SELECTED EXCERPT »
[Start of Attachment]
On 7/14/23 13:27, [email protected] wrote:
>> + /* If PTI is off there is no user PCID and nothing to flush. */
>> if (!static_cpu_has(X86_FEATURE_PTI))
>> return;
>
> As a minor observation, the common case is for the function to exit
> here, but you've got both this_cpu_read()'s ahead of a full compiler
> memory barrier.
>
> If you move them here, you'll drop the reads from the common case.
> But...

That's a good point. I was depending on the generosity of the compiler
but the invlpg throws that out the window. I'll move them around.

>> /*
>> - * Some platforms #GP if we call invpcid(type=1/2) before CR4.PCIDE=1.
>> - * Just use invalidate_user_asid() in case we are called early.
>> + * invpcid_flush_one(pcid>0) will #GP if CR4.PCIDE==0. Check
>> + * 'cpu_pcide' to ensure that *this* CPU will not trigger those
>> + * #GP's even if called before CR4.PCIDE has been initialized.
>> */
>> - if (!this_cpu_has(X86_FEATURE_INVPCID_SINGLE))
>> - invalidate_user_asid(loaded_mm_asid);
>> - else
>> + if (boot_cpu_has(X86_FEATURE_INVPCID) && cpu_pcide)
[End of Attachment]
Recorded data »
[Start of Attachment]
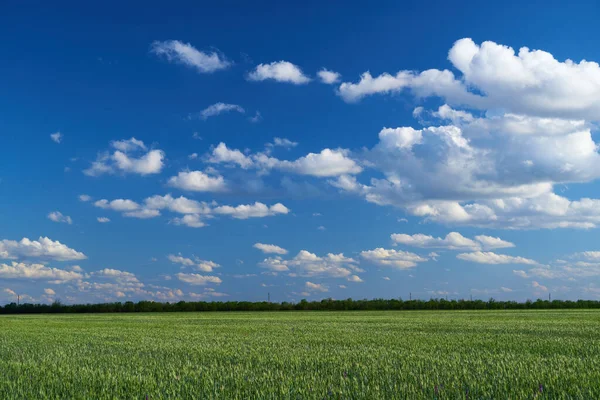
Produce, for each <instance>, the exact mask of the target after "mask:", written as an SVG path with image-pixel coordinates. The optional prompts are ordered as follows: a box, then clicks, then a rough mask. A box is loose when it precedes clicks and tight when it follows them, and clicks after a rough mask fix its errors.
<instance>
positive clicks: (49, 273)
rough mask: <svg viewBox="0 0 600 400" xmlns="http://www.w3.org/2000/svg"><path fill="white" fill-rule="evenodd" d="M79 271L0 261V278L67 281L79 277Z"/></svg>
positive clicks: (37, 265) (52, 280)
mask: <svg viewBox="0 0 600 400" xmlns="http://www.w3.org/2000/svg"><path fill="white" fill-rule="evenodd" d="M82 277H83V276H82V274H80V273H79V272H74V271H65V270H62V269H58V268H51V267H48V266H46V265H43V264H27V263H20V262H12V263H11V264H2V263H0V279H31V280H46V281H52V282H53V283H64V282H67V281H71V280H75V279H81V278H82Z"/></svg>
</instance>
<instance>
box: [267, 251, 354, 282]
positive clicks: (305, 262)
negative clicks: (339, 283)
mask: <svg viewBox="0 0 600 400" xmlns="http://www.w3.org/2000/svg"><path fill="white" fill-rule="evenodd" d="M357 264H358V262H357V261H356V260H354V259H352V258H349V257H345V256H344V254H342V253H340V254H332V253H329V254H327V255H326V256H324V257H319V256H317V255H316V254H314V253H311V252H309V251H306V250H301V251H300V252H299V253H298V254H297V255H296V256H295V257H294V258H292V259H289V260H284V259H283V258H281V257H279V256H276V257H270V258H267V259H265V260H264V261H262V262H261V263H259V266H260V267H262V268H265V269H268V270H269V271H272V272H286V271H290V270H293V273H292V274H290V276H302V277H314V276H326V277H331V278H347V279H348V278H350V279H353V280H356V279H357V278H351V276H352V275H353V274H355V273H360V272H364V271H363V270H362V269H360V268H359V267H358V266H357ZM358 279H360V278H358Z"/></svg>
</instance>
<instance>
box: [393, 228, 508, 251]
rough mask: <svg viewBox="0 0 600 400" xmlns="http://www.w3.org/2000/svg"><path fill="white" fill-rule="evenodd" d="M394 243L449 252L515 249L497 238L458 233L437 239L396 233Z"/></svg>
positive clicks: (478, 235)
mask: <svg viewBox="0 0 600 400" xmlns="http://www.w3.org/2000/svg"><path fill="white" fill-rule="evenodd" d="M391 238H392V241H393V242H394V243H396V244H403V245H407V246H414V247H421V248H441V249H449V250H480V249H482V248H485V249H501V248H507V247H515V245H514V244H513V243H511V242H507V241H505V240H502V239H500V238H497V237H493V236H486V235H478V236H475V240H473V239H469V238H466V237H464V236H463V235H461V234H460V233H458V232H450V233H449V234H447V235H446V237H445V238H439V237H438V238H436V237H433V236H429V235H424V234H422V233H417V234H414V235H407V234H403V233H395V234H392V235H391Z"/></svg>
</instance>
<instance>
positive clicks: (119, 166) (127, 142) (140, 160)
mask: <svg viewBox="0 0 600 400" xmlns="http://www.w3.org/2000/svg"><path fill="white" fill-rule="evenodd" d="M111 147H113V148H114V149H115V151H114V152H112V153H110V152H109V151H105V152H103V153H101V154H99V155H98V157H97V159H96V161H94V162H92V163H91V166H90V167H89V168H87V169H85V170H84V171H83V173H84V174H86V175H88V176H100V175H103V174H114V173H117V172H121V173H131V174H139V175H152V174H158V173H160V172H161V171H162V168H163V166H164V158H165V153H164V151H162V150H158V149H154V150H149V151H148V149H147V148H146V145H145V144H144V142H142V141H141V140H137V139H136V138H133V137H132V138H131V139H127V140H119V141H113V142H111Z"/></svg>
[End of Attachment]
ACTIVITY LIST »
A) Drawing only on the patch discussion, explain in one to three sentences why the reviewer recommends moving the two this_cpu_read() calls to the point after the PTI check.
B) According to the comment in the patch discussion, under what condition will invpcid_flush_one(pcid>0) raise a #GP?
C) Extend the patch discussion, beginning immediately after its final line of code.
The items were drawn from a source separate from the patch discussion.

YOUR WRITTEN ANSWERS »
A) In the common case the function exits at the PTI check, yet both this_cpu_read() calls currently sit ahead of a full compiler memory barrier. Moving them to after that check removes the reads from the common case.

B) It will raise a #GP if CR4.PCIDE==0.

C)
> ... why can't this just be && loaded_mm_asid ?
>
> There's no plausible way the asid can be nonzero here without CR4.PCIDE
> being set, and that avoids looking at cr4 directly.

Except that 0 is a valid, normal 'loaded_mm_asid' value. It would be
quite possible to have loaded_mm_asid==0 during normal runtime which
would drop down into the invalidate_user_asid() case. It would work,
but it would be unnecessarily destructive to the TLB.

I guess we _could_ adjust the asids to go from 1=>TLB_NR_DYN_ASIDS
instead of 0=>TLB_NR_DYN_ASIDS-1. *But*, PTI is slow path code these
days. I'd rather read one more (presumably) cache hot variable that's
logically clear than go messing with the ASID allocation code making
ASID 0 even more special.